- [AUFTRAG]: Ersetze im Text über den Westbalkan alles von „Der Großteil Sloweniens“ bis hinunter zu „international-anerkannteren Begriffes Südosteuropa.“ und schreibe dabei „EU“ statt „Europäische Union“.

- [AUSGANGSTEXT]:
Der Großteil Sloweniens wurde ohnehin nie als zum Balkan zugehörig erachtet. Slowenien pflegt jedoch gute wirtschaftliche Kontakte zu den restlichen Ländern Südosteuropas. Da Slowenien bereits 2004 in die Europäische Union aufgenommen wurde, entschied man sich dazu, diesen Staat aus dem Begriff Westbalkan auszulassen. Man fügte andererseits aber Albanien, das sich ebenfalls im Annäherungsprozeß zur EU befand, jedoch keinen Nachfolgestaat Jugoslawiens darstellte, der Westbalkan-Gruppe hinzu. Die beiden EU-Kandidatenländer Bulgarien und Rumänien, welche sich ebenfalls auf der Balkanhalbinsel befinden, werden politisch-gesehen getrennt vom Westbalkan betrachtet. Als allgemeine Bezeichnung empfiehlt sich allerdings vielmehr die Verwendung des unpolitischen und international-anerkannteren Begriffes Südosteuropa.
Der Begriff Westbalkan kann ausschließlich als politische Abkürzung oder Einteilung gewisser Staaten gelten und folgt nicht unbedingt geographischen oder kulturellen Merkmalen dieser Region. Der Westbalkan umfaßt folgende Länder:
- Vorlage:Flagicon Kroatien
- Vorlage:Flagicon Bosnien und Herzegowina
- Vorlage:Flagicon Serbien und Montenegro
- Vorlage:Flagicon Mazedonien
- Vorlage:Flagicon Albanien
Sonderstellung Kroatiens
Kroatien befindet sich in dieser Staatengruppe in einer besonderen und gleichzeitig paradoxen Lage. Als Bestandteil Österreich-Ungarns gehörte Kroatien (genauso wie Slowenien) mit traditionell katholischer Bevölkerungsmehrheit jahrhundertelang zum mitteleuropäischen Kulturkreis. Aufgrund negativer historischer Erfahrungen distanzieren sich die Kroaten jedoch eher vom Balkan und betonen vielmehr die eigene historische Verbundenheit mit Mitteleuropa.

[Einträge aus einem Datensatz]
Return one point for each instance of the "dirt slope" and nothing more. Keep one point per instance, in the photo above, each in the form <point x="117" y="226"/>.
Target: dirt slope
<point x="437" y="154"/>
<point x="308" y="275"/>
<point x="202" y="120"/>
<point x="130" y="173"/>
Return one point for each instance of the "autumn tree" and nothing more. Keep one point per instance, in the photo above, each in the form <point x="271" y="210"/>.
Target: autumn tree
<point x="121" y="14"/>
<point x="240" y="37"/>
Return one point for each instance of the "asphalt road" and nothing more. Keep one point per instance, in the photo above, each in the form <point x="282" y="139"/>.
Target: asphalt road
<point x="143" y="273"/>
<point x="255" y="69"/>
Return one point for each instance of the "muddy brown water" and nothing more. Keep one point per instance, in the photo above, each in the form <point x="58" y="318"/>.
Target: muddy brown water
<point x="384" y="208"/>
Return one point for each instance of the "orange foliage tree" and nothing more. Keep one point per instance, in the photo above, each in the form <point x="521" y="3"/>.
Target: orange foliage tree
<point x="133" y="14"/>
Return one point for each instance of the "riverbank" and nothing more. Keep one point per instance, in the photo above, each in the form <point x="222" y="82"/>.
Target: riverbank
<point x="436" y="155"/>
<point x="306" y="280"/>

- [LÖSUNG]:
Der Großteil Sloweniens wurde ohnehin nie als zum Balkan zugehörig erachtet. Slowenien pflegt jedoch gute wirtschaftliche Kontakte zu den restlichen Ländern Südosteuropas. Da Slowenien bereits 2004 in die EU aufgenommen wurde, entschied man sich dazu, diesen Staat aus dem Begriff Westbalkan auszulassen. Man fügte andererseits aber Albanien, das sich ebenfalls im Annäherungsprozeß zur EU befand, jedoch keinen Nachfolgestaat Jugoslawiens darstellte, der Westbalkan-Gruppe hinzu. Die beiden EU-Kandidatenländer Bulgarien und Rumänien, welche sich ebenfalls auf der Balkanhalbinsel befinden, werden politisch-gesehen getrennt vom Westbalkan betrachtet. Als allgemeine Bezeichnung empfiehlt sich allerdings vielmehr die Verwendung des unpolitischen und international-anerkannteren Begriffes Südosteuropa.